--- SOURCE PASSAGE ---
It is, without exaggeration, one of the primary reasons your species survived.

And it is now the primary raw material of a trillion-dollar industry.

This essay is about how that happened. How a drive that evolved to keep you alive became the mechanism through which your attention is harvested, packaged, and sold. How the platforms that now govern most of modern life — the feeds, the algorithms, the infinite scroll — were not designed to inform you, entertain you, or improve your life. They were designed to exploit something ancient and automatic inside you, so reliably and at such scale that it has become one of the most profitable business models ever constructed.

And why understanding this, precisely and without illusion, is the first step toward doing something about it.


The Neuroscience of Curiosity — Why You Cannot Ignore a Gap

Before examining how curiosity is exploited, it is worth understanding what it actually is — because the popular version of the concept undersells how deep it runs.

Curiosity is not simply an interest in new things. At the neurological level, curiosity activates the same dopaminergic pathways as hunger, thirst, and sexual desire. It is a genuine drive state — a condition of incompleteness that the brain registers as discomfort and seeks to resolve. When you encounter a gap between what you know and what you want to know, your brain does not neutrally register the gap. It experiences it as a kind of mild suffering, and it motivates behaviour aimed at closing it.

This is why you finish sentences that trail off. Why you need to know how a film ends even when it is bad. Why a notification on your phone — which might be nothing, might be anything — is almost impossible to ignore. The notification does not promise something good. It promises resolution. It promises the closure of a gap. And that promise is neurologically irresistible.

--- INSTRUCTIONS FOR THE TASK ---
In the curiosity essay, change the text starting with "This is why" and going on through "is neurologically irresistible." by putting "novel" in place of "film". The records come from a separate source unrelated to the essay.

--- STORED ROWS ---
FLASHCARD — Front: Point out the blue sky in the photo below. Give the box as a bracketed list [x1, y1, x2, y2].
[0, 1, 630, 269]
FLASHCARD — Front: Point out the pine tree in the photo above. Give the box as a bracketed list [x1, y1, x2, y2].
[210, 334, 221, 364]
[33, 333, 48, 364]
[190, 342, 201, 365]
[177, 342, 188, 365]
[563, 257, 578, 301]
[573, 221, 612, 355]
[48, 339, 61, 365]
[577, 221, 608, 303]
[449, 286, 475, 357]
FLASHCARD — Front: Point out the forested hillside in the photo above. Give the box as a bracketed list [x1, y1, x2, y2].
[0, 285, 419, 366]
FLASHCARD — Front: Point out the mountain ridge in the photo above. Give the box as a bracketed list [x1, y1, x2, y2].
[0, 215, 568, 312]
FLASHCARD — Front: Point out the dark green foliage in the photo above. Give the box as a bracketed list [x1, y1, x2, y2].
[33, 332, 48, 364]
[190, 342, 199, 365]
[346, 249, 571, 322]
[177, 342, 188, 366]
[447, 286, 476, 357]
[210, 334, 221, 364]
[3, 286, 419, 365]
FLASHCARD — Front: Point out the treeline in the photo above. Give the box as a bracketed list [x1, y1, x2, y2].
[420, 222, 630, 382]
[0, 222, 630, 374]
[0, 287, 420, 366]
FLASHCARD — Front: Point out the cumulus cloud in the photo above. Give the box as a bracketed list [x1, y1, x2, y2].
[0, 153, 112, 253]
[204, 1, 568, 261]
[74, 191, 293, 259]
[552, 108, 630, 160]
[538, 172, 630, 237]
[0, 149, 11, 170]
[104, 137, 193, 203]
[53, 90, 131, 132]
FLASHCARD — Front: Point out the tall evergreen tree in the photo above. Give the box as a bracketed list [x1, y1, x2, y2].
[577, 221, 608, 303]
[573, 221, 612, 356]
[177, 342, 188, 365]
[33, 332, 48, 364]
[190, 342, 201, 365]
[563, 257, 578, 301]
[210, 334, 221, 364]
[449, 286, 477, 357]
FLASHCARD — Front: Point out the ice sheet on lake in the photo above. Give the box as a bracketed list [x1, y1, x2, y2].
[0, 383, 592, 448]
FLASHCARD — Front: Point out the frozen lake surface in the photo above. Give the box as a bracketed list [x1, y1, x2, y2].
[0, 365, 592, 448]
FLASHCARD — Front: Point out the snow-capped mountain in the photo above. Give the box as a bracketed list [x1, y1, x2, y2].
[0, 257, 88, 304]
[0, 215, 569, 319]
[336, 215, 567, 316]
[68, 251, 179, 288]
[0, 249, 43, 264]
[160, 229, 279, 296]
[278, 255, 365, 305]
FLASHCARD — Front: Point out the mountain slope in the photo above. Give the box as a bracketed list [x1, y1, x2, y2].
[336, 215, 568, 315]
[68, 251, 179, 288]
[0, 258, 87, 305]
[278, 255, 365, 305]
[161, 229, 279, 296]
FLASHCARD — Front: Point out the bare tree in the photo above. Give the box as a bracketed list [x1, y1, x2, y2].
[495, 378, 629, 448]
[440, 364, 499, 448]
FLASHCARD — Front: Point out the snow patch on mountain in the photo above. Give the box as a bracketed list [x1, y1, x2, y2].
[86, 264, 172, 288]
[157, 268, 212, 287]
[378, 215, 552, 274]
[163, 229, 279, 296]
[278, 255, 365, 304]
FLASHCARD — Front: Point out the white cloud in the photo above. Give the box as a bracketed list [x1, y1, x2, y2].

--- OUTPUT FOR THIS EXERCISE ---
This is why you finish sentences that trail off. Why you need to know how a novel ends even when it is bad. Why a notification on your phone — which might be nothing, might be anything — is almost impossible to ignore. The notification does not promise something good. It promises resolution. It promises the closure of a gap. And that promise is neurologically irresistible.